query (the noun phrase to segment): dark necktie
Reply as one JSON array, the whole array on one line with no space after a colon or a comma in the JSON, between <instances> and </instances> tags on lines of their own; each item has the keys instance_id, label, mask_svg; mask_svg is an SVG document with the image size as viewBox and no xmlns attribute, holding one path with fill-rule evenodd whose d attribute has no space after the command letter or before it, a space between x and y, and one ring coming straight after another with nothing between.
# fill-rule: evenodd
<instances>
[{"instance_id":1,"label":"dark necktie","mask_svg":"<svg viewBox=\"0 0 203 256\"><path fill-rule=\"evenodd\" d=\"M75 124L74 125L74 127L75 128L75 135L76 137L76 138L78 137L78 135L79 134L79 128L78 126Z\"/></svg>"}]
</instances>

**Short problem**
Copy every one of the records above, line for line, with no changes.

**Output for this exercise**
query (the noun phrase to segment): dark necktie
Reply as one JSON array, the whole array on one line with no space after a colon or a comma in the JSON, between <instances> and </instances> tags on lines of their own; each item has the keys instance_id, label, mask_svg; mask_svg is an SVG document with the image size as viewBox and no xmlns attribute, holding one path with fill-rule evenodd whose d attribute has no space after the command letter or before it, a space between x and y, and one ring coming straight after another with nothing between.
# fill-rule: evenodd
<instances>
[{"instance_id":1,"label":"dark necktie","mask_svg":"<svg viewBox=\"0 0 203 256\"><path fill-rule=\"evenodd\" d=\"M75 124L74 125L74 127L75 128L75 135L76 137L76 138L78 137L78 135L79 134L79 128L78 126Z\"/></svg>"}]
</instances>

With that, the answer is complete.